Constatando que na realidade brasileira esse tipo de trabalho tem gênero e raça, pois são executados na grande maioria por mulheres e negros, e, sobretudo, por mulheres negras, o reconhecimento necessário é o de que as preocupações priorizadas na estruturação política da classe trabalhadora reproduziram as piores mazelas da sociedade brasileira, o racismo e o machismo.

E como essas profissões foram marcadas pela precariedade de direitos e pela baixa renda, o que se desenvolveu com o apoio das demais frações da classe trabalhadora, há de se reconhecer que no seio das organizações trabalhistas foram disseminados os principais valores liberais de dominação sobre o trabalho, transformado em força de trabalho: quebra da solidariedade e concorrência (marcada pelo individualismo – ou o “salve-se quem puder”).

Talvez por isso muitas dessas pessoas conduzidas à precariedade extrema acabem se identificando mais com o discurso (amplamente estimulado pelas mídias de grande alcance) do empreendedorismo. Não foram integradas à classe trabalhadora e a alternativa de vida que lhes resta é a de se apegarem a tudo que lhes possa conferir uma sobrevivência imediata.

O momento da pandemia permitiu, também, que se percebessem a relevância e as dores do trabalho doméstico, que foi historicamente direcionado de forma impositiva às mulheres. Com isso as mulheres trabalhadoras foram sobrecarregadas com a dupla jornada e com a sua exclusão, generalizada, do ambiente político das organizações sindicais, com a reprodução da falácia de que “lugar de mulher é em casa”.

Como tudo isso, que agora passa a ficar escancarado em nossas vistas, foi produzido e reproduzido ao longo da história de organização da classe trabalhadora, o primeiro 1º de maio da pandemia não pode ser uma comemoração, precisando ser, portanto, o marco de uma transformação profunda no seio das organizações e dos horizontes da classe trabalhadora.

Daqui para adiante só haverá legitimidade em movimentos trabalhistas (nos setores públicos ou privados) que, de forma conjunta:

a) não tenham como propósito a defesa exclusiva dos interesses imediatos de uma determinada “categoria” de trabalhadores (ainda mais sobrepondo-se aos interesses de outra “categoria”). “Categoria”, aliás, que foi um conceito formal, juridicamente instituído, para dividir a classe trabalhadora;

b) se organizem na perspectiva da defesa dos interesses da classe trabalhadora como um todo, integrando, necessariamente, os excluídos do mercado de trabalho;

c) estejam baseados na igualdade plena de direitos e na divisão igualitária de tarefas entre homens e mulheres, abrangendo os ambientes públicos e privados, enfrentando, inclusive, todas as formas de discriminação baseadas em gênero e orientação sexual;

d) tenham como ponto de partida fundamental a igualdade de direitos entre trabalhadoras e trabalhadores em geral e as empregadas domésticas, integradas, enfim, à classe trabalhadora politicamente organizada;

e) superem a divisão de classe determinada pela terceirização;

f) enfrentem de forma objetiva e intransigente todas as questões (inclusive na vida privada) relacionadas ao racismo e ao machismo;

g) integrem ao centro de suas preocupações, na exigência de tratamento igualitário e de ampliação de direitos, os trabalhadores e trabalhadoras informais e, sobretudo, os que prestam serviços por intermédio de aplicativos.

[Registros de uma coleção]
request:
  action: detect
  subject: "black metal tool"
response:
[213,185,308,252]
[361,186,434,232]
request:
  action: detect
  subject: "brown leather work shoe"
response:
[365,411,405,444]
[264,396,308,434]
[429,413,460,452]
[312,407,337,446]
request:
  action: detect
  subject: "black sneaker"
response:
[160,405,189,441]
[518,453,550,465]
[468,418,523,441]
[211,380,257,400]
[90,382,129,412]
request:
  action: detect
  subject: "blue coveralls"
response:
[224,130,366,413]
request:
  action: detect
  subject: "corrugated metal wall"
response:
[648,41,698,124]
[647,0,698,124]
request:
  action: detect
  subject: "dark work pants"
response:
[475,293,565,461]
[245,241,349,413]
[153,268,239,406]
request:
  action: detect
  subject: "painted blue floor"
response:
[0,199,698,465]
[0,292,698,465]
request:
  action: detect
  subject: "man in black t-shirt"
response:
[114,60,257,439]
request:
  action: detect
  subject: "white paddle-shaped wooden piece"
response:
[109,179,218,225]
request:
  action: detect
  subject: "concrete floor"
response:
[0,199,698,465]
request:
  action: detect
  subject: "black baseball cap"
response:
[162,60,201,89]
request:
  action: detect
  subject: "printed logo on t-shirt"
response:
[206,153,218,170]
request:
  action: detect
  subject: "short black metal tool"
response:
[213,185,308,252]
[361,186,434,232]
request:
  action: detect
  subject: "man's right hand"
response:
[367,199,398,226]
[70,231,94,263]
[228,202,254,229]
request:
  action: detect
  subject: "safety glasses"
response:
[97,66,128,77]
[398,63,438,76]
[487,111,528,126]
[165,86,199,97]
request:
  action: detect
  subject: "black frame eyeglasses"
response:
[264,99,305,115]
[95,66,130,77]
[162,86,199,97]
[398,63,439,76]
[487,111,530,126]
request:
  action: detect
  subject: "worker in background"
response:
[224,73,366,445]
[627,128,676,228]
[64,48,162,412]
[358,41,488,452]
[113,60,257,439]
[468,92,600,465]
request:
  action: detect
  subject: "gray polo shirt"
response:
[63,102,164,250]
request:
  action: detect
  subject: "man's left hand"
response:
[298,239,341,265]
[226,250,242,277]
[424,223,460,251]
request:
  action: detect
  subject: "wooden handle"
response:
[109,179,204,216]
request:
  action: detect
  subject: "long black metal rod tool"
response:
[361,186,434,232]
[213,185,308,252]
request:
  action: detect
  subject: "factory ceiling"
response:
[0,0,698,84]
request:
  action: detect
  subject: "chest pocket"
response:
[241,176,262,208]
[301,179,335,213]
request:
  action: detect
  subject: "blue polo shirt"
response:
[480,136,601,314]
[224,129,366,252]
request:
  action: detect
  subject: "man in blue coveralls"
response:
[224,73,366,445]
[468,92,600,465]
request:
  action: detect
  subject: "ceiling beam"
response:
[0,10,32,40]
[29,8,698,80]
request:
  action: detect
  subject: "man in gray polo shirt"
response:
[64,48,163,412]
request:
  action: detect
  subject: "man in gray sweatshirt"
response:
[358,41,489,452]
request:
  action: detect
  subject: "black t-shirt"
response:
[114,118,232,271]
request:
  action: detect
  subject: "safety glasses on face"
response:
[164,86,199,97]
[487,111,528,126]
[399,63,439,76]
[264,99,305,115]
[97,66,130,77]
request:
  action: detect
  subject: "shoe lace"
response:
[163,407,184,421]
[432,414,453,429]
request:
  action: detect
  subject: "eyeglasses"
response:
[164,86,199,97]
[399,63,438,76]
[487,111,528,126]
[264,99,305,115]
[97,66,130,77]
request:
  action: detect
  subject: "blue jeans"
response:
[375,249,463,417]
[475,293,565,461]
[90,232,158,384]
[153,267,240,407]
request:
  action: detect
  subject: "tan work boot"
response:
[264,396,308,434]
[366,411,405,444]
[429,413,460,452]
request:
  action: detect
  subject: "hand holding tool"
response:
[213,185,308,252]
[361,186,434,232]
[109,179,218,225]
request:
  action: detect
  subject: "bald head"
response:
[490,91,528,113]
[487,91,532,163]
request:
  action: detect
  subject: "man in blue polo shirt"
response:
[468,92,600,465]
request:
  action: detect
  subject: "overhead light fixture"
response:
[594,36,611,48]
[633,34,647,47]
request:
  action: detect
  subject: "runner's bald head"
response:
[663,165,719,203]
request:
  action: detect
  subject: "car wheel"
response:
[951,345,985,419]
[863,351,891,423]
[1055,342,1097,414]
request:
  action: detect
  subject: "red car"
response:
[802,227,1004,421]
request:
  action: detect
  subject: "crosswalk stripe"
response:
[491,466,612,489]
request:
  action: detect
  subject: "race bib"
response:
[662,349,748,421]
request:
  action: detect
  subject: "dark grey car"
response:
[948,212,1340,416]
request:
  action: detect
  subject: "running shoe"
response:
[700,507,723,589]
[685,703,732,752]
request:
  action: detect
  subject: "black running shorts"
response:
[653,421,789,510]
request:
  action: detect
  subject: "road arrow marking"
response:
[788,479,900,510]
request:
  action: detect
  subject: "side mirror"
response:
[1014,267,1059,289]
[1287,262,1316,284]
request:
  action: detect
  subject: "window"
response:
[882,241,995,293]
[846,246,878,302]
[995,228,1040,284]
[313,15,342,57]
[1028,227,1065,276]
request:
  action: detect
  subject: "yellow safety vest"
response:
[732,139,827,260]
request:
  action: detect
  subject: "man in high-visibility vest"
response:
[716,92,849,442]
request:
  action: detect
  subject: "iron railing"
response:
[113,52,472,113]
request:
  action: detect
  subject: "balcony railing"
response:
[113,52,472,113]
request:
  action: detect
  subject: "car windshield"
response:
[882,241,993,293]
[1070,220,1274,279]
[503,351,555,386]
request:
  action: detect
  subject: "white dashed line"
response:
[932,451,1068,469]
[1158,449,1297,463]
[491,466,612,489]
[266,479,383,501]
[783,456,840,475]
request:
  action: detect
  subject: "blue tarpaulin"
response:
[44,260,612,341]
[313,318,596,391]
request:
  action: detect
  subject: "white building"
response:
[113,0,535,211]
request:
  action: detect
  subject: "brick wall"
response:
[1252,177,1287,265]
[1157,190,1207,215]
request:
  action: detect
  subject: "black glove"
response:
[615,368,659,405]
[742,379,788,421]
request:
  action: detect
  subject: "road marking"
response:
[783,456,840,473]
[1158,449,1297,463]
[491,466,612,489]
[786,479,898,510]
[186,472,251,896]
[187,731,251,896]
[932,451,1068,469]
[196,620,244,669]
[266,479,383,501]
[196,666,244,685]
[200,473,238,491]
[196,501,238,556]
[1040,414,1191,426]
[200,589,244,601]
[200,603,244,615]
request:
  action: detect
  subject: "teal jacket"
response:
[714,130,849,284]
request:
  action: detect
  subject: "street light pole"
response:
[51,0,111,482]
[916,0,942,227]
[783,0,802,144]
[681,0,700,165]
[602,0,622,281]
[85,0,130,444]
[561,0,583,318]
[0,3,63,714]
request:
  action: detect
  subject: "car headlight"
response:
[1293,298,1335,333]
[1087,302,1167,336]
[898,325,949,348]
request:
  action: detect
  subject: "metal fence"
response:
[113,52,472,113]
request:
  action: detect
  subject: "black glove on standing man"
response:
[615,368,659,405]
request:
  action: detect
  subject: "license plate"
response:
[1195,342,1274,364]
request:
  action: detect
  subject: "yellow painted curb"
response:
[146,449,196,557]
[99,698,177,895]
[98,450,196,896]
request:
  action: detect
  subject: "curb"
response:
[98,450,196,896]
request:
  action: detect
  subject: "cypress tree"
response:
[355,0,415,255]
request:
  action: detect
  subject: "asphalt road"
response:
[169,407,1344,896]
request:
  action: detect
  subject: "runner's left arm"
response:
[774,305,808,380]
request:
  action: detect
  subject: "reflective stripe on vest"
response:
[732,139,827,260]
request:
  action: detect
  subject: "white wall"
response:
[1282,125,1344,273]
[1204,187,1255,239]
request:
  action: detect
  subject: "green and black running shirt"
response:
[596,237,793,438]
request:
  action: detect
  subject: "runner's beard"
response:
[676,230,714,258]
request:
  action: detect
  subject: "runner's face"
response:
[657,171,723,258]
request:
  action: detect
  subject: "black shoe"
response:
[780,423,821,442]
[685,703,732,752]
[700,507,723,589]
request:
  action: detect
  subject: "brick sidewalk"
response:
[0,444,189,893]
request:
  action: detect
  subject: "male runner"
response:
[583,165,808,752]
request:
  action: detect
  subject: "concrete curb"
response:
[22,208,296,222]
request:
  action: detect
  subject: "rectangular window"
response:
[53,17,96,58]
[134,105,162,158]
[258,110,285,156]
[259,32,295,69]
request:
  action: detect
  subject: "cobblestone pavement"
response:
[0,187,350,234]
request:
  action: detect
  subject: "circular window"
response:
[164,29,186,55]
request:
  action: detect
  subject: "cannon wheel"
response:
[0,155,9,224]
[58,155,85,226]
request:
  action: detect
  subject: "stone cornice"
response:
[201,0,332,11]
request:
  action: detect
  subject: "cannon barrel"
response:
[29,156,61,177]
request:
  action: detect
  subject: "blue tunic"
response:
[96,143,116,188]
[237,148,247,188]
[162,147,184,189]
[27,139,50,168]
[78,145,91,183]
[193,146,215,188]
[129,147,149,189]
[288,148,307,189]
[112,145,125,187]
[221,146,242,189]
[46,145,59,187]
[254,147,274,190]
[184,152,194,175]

> _Ordem de trabalho_:
No trecho sobre a organização da classe trabalhadora, qual conceito é descrito como juridicamente instituído para dividir essa classe? Os dados não têm qualquer papel no que aqui se pede.

> _Resultado da tarefa_:
O conceito de "categoria".